*** Opening Supplied passage ***

Middle River watershed at a crossroads Consultant says drastic action is needed to save the waterway.

February 25, 1992|By Patrick Gilbert | Patrick Gilbert,Staff Writer

Bob Christopher pointed to a spot in Vandermast Cove where last summer a couple of dozen scattered water grasses had poked through the surface of the water.

Vandermast Cove is a little inlet of Sue Creek, part of the Middle River watershed.

Just 15 years ago, the water grasses were so thick that they covered most of Sue Creek, and a channel of water snaked its way through the center. The vegetation provided food and hiding places for peeler crabs, rockfish, pike and waterfowl.

TC "You could walk out into Sue Creek and in 15 minutes haul in a bushel of clams," said Mr. Christopher, a 32-year resident of the Sue Creek area. "Even in the deepest part of the creek, you could look down into the water and see the bottom."

Today, Sue Creek is a murky waterway with swirling silt. A lack of oxygen in the water, caused by pollution, is one problem. Another is that the mouth of the creek is too narrow, preventing tidal waters from Chesapeake Bay from flushing out pollutants. The result was destruction of the water vegetation, and with the grasses went most of the fish and waterfowl.

The wild celery and sedge grass that suddenly appeared last summer in Vandermast Cove is one of the few signs that Sue Creek and the rest of the Middle River watershed are still salvageable.

Richard D. Klein, an environmental consultant hired by the community to study the watershed, reports that Middle River and its tributaries are at a critical crossroads. If the county does not act now, he said, it will be almost impossible to save the waterway.

Middle River is one of the main waterways that empties into Chesapeake Bay along eastern Baltimore County's shoreline, so its health will ultimately affect the environmental condition of the bay itself.

Among the consultant's findings:

* The Middle River waterways have high levels of nitrogen, phosphorous, fecal matter, toxic metals and other pollutants primarily as a result of storm water runoff. That occurred because there were virtually no storm drains and sediment ponds during the development boom years of the 1960s and 1970s, and rain simply washed pollutants into the waterway.

* There are more boats on the Middle River than any other waterway in Maryland. More than 3,000 of the 5,000 boats registered in Baltimore County are moored there.

With the lack of water grasses to anchor the clay bottom of the waterways, congested boat traffic keeps the clay silt churned up. And murky water prevents sunlight from penetrating the surface and giving much-needed oxygen to all forms of water life.

Mr. Klein says reversing the decline "will be expensive."

He recommends that development in the Middle River watershed be slowed by changing the zoning designation in the undeveloped land in the Back River Neck and Bowleys Quarters peninsulas to limit the number of houses. In addition, he said, tracts of land that drain into the watershed should not be developed at all.

*** Closing Supplied passage ***
*** Opening Raw data ***

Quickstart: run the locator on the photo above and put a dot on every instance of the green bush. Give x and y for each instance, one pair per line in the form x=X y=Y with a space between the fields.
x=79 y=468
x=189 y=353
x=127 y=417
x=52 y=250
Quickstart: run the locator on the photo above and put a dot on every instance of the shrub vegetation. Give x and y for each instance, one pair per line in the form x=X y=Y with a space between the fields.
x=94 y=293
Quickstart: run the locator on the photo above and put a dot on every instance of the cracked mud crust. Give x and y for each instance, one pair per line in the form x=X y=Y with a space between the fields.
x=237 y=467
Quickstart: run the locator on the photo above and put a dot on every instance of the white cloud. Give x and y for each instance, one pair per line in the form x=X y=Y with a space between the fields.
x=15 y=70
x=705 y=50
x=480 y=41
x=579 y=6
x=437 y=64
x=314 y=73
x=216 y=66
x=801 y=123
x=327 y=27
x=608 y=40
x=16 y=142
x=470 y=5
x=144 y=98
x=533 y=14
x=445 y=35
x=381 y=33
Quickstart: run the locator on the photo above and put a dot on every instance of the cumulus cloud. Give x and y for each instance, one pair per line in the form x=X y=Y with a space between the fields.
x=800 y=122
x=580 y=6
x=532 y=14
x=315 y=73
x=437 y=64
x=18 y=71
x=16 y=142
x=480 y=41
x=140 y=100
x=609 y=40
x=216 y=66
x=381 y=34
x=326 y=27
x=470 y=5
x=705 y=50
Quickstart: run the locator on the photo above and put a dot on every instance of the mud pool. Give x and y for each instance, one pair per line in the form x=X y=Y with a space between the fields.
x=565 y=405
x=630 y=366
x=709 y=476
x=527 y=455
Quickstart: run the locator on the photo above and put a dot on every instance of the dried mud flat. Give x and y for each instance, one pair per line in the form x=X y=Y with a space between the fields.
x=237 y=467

*** Closing Raw data ***

• Tasks
#1 Answer these questions from the Middle River article:
(a) How many years has Bob Christopher lived in the Sue Creek area?
(b) How many of the 5,000 boats registered in Baltimore County are moored on the Middle River?
(c) What two kinds of grass appeared last summer in Vandermast Cove?
#2 Repeat the part of the Middle River article starting with "February 25, 1992|By" and going on through "Middle River watershed.".

• Answers to this exercise
#1
(a) 32 years.
(b) More than 3,000.
(c) Wild celery and sedge grass.

#2
February 25, 1992|By Patrick Gilbert | Patrick Gilbert,Staff Writer

Bob Christopher pointed to a spot in Vandermast Cove where last summer a couple of dozen scattered water grasses had poked through the surface of the water.

Vandermast Cove is a little inlet of Sue Creek, part of the Middle River watershed.